Flushing a socket in a Live workflow #2760

sylvain-apivideo · 2023-07-06T13:56:48Z

Hello,
We've observed strange behavior at the end of an SRT connection where the data has been received by the receiving socket, but not delivered to the application.
We traced it back to the TSBPD mode that just stop doing anything as soon as the socket has been marked as closing.
I would have expected the srto_linger option to be able to handle this, but this is not the case.

Is it voluntary to not care about flushing data when TSBPD mode is enabled ?
How is an application supposed to handle this without blindly keeping the socket alive during an arbitrary amount of time ?

Additionally, the documentation states that srto_linger option is disabled when using the "live" transtype mode, because "In this type of workflow there is no point for wait for all the data to be delivered after a connection is closed.". I am not sure to fully understand the point. I find it could be useful to be able read all the data received by the receiving socket (assuming those data are not late..) regardless whether the sending peer has closed. No user would want the credits to be cut-off.

The text was updated successfully, but these errors were encountered:

ethouris · 2023-07-06T15:42:01Z

In the live mode SRT serves only as a throughput. You receive the data as long as they are "in the flow".

In order to force stopped reading on the receiver side, while having all the data received up to this moment to be delivered to the application, you'd require some feature like "shutdown" in particular direction, which should stop the socket from delivering any more data (incoming data packets are ignored), but this only would lock a particular sequence number (and still any numbers that precede it might undergo retransmission, if lost, for example) after which no more packets are accepted in the receiver buffer. In the meantime, the application could read whatever is remaining in the receiver buffer.

This is moreover hard to implement because there's also the "congestion-blow problem": when the sender sends the data, and these are not read and not ACK-ed, at some point the maximum sequence for the current buffer state is exceeded and there's no other way than break the connection (which will likely happen even before the app has a chance to read these remaining data). This is how this problem is being solved now, and it will prevent any ability to implement this "shutdown" thing.

In general the live mode isn't a data transmission. You transmit pictures and sound with the rhythm as they happen live - not "data". And in this case you can only have two main states: you can transmit and receive them at the moment, and so you do, or you can't, and the connection must be broken, with one additional intermediate state that if you exceeded the current transmission cap at the moment, you can drop some data (at least by default settings). When the connection is broken, there's no more transmission, not just the socket is closed.

▶ **Extracted data**:
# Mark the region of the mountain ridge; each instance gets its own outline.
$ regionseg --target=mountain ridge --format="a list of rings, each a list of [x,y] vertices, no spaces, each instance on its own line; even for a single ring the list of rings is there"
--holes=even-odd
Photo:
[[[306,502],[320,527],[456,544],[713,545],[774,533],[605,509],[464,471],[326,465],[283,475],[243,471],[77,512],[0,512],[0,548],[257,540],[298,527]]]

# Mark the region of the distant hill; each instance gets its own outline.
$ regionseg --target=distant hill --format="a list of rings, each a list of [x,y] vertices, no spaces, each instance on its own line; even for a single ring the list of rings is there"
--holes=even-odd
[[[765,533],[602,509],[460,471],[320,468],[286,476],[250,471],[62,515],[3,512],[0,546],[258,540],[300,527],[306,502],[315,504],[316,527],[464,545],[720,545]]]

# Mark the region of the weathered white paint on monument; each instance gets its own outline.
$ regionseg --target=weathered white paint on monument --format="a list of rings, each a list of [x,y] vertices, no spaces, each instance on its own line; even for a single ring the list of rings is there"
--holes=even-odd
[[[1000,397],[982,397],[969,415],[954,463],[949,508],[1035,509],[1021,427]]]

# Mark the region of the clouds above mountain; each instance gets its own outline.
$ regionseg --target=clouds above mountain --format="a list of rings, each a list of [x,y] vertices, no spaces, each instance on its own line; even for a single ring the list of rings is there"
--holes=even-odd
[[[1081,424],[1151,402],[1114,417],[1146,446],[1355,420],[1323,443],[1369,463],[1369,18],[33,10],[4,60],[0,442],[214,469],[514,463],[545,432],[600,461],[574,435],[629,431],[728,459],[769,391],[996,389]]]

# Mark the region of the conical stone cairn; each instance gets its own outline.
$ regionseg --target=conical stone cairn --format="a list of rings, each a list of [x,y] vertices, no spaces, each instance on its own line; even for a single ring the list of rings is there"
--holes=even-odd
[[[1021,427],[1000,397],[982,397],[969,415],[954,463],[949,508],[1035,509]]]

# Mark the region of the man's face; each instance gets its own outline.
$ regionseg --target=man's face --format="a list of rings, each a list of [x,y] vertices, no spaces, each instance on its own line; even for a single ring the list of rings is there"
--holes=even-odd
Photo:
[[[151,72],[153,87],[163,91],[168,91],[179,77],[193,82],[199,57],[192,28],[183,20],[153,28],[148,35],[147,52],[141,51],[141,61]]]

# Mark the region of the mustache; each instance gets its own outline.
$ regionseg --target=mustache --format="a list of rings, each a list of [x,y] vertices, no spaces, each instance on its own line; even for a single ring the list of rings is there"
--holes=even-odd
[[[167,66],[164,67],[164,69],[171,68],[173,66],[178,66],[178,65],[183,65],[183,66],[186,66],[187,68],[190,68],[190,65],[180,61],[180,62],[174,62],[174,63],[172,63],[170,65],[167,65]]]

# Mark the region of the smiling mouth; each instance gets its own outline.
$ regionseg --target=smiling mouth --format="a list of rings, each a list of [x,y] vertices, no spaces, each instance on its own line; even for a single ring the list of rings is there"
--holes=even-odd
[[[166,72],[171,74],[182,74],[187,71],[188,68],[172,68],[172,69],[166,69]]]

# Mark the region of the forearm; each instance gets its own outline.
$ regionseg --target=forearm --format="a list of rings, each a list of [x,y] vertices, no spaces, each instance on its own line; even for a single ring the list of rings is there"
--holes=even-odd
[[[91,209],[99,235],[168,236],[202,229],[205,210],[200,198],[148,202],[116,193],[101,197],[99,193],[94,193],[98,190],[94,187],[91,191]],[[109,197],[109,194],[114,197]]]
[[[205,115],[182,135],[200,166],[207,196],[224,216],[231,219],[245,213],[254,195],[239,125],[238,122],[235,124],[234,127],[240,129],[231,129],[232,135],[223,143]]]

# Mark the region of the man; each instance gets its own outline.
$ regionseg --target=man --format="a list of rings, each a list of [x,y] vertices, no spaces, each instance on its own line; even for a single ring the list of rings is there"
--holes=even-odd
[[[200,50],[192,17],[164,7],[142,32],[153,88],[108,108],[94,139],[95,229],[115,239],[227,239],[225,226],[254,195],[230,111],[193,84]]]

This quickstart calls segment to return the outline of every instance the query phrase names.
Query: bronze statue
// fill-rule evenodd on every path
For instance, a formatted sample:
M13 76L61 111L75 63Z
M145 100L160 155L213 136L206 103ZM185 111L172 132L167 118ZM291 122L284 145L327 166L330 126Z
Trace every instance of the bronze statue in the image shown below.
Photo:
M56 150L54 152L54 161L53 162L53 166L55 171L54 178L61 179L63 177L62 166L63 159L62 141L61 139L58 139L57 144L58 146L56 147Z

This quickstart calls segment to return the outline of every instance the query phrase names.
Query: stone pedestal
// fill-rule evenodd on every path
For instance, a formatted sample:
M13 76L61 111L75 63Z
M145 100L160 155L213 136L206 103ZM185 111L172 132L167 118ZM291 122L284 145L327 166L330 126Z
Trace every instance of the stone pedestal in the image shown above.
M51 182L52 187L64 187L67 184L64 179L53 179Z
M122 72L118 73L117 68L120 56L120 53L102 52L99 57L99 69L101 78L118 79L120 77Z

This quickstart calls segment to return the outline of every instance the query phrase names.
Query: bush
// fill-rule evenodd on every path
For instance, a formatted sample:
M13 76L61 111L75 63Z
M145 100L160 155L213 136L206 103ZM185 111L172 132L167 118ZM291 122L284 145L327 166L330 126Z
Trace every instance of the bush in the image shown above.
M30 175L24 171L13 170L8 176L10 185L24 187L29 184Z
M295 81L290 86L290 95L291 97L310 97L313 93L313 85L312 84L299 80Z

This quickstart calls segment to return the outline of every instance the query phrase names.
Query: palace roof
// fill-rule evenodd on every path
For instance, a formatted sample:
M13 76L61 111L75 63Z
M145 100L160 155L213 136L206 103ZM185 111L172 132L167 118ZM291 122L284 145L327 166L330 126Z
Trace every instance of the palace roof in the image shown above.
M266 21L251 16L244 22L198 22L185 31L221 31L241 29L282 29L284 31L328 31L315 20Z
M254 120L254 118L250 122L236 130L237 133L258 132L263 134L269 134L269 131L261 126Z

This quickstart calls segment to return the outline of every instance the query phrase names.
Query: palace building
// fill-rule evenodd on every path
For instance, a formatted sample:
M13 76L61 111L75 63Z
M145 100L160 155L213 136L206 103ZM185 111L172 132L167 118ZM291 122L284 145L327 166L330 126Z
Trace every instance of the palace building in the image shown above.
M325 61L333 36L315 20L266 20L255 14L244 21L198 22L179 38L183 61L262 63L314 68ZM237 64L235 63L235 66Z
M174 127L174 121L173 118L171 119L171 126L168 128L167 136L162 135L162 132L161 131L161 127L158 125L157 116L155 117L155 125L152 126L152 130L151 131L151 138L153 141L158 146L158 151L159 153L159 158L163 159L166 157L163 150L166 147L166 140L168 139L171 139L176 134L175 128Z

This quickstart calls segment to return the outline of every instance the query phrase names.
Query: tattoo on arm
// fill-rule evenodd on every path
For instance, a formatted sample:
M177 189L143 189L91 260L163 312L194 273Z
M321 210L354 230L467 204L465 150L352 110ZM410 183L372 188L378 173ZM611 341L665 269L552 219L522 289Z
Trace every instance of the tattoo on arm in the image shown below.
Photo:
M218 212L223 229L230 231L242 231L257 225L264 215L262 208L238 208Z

▶ **Work to do**: Reproduce the SRT socket thread word for word, covering everything from "In the live" down to "remaining in the receiver buffer.". The data play no part here.

▶ **Answer to the task**:
In the live mode SRT serves only as a throughput. You receive the data as long as they are "in the flow".

In order to force stopped reading on the receiver side, while having all the data received up to this moment to be delivered to the application, you'd require some feature like "shutdown" in particular direction, which should stop the socket from delivering any more data (incoming data packets are ignored), but this only would lock a particular sequence number (and still any numbers that precede it might undergo retransmission, if lost, for example) after which no more packets are accepted in the receiver buffer. In the meantime, the application could read whatever is remaining in the receiver buffer.